▸ **ACTIVITY**
Retype the opening lines of the data exactly, stopping after the line that contains "box: [314, 239, 450, 271]". Skip every picture.

Stored data entries:
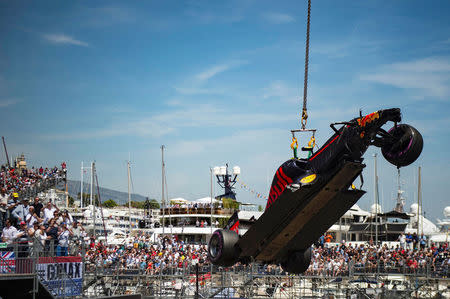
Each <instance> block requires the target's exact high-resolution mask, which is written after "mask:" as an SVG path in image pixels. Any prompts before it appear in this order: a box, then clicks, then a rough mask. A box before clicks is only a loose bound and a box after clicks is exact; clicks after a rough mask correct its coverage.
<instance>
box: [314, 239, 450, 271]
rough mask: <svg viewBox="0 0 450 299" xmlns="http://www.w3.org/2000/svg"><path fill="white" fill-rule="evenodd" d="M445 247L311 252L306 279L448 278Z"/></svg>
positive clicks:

▸ **EXERCISE RESULT**
Each <instance> block requires the target's exact high-resolution mask, which is written after "mask:" as an SVG path in image pixels. Any prompts before it appear in this order: a box, then clicks, then a rough mask. A box before clicks is only a loose bound and a box after clicks is exact; clicks after a rough mask correct its coverage.
<instance>
box: [314, 239, 450, 271]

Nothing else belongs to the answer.